━━ PASSAGE ━━
Last week, the Netherlands Environmental Assessment Agency (PBL) presented its analysis of the Climate Agreement. Simultaneously, WUR researcher Theun Vellinga published a study into possible emission reductions in agriculture. Oene Oenema, professor of Sustainable Soil Use and reviewer of the PBL report, puts the studies into perspective.
© Oene Oenema
Are the two studies related?
‘Yes. Vellinga calculated what agriculture could do to until 2050 to reduce the emissions of greenhouse gases such as methane, nitrous oxide and CO2. The PBL has assessed what reduction can realistically be achieved before 2030 using the measures proposed in the Climate Agreement. There are substantial differences. Vellinga indicates that until 2050, we could theoretically achieve a very large reduction within agriculture. The PBL expects that the reductions until 2030 will be minute due to insufficient stimuli.’
What causes this?
‘The cause is found in that during the past 20 years, following strict efficiency measures and manure policy, agriculture has already achieved an emissions reduction of around 30 percent. To achieve a further decrease, additional measures are required, which cost money. The parties that contributed to the Climate Agreement at the “climate tables” have set their hopes on financial stimuli: subsidies, incentives, funds. However, according to the PBL, the question is whether there are sufficient funds and whether these funds are sufficiently attractive to the farmers. One of the proposed measures is for farmers to store more organic matter - and therefore CO2 - in the soil. The PBL does not grant an emission reduction to this intention, as there is no financial stimulus to make this happen yet. Farmers will have to adjust their building plans to capture more organic matter. They will only do that if it pays off.’
The PBL states that the primary measure would the reduction of methane emissions. What is required to achieve this?
━━━
» **WHAT YOU HAVE TO DO**: Continue the interview on cutting agricultural emissions from where it stops.
━━ ENTRIES PROVIDED ━━
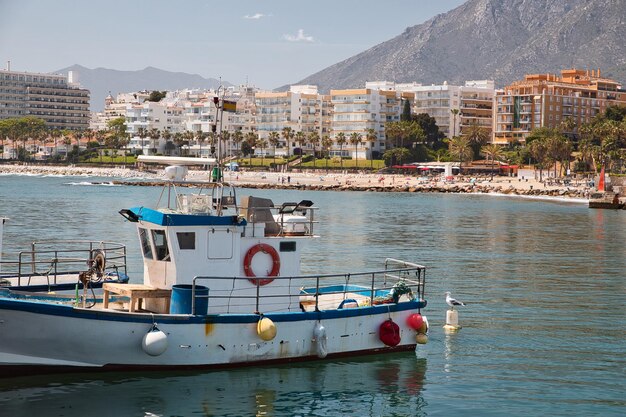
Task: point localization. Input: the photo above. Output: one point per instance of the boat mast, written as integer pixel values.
(219, 115)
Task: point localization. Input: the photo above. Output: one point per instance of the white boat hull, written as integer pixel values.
(59, 336)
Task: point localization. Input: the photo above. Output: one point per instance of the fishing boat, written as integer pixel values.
(222, 287)
(56, 264)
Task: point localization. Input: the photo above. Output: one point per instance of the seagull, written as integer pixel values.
(452, 301)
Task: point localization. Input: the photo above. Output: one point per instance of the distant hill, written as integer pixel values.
(493, 39)
(101, 81)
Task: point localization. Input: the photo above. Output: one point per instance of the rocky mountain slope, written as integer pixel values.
(101, 81)
(493, 39)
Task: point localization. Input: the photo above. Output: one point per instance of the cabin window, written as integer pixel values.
(146, 248)
(186, 240)
(287, 246)
(160, 245)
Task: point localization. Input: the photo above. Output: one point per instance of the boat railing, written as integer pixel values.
(54, 258)
(398, 282)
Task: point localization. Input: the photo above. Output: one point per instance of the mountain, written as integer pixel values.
(493, 39)
(101, 81)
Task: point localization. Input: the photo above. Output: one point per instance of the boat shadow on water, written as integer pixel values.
(388, 384)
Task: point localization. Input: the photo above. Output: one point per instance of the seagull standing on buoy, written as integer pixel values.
(453, 301)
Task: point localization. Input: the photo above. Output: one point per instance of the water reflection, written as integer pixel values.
(380, 385)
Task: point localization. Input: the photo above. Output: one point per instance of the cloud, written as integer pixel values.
(255, 16)
(300, 37)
━━━
» **RESPONSE AREA**:
‘This concerns methane production from cattle and manure storage. It is possible to reduce cattle’s methane production through breeding – there is a genetic variation in the amount of methane they produce – and through adjustments of the feed. Methane production could perhaps be halved by combining the two, but it would take time. In the approach through manure, the separation of the cattle’s manure into faeces and urine is the most important measure, but one needs to adapt the shed for that. This is only worthwhile when building new sheds, so this measure is not expected to have much effect until 2030. Another option is to dump the liquid manure directly into a fermenter on the farm. This would be possible from one day to the next, but it would cost the farmer money, as manure fermentation on the farm is not profitable at the current energy prices. One would need subsidies for this. The third option is methane oxidation. The gas from the manure storage is passed through an oxidiser that converts the methane into CO2. This is technically already possible, but the oxidiser is not ready for application yet.’
Could agriculture also reduce the CO2 emissions by submerging the peat meadows?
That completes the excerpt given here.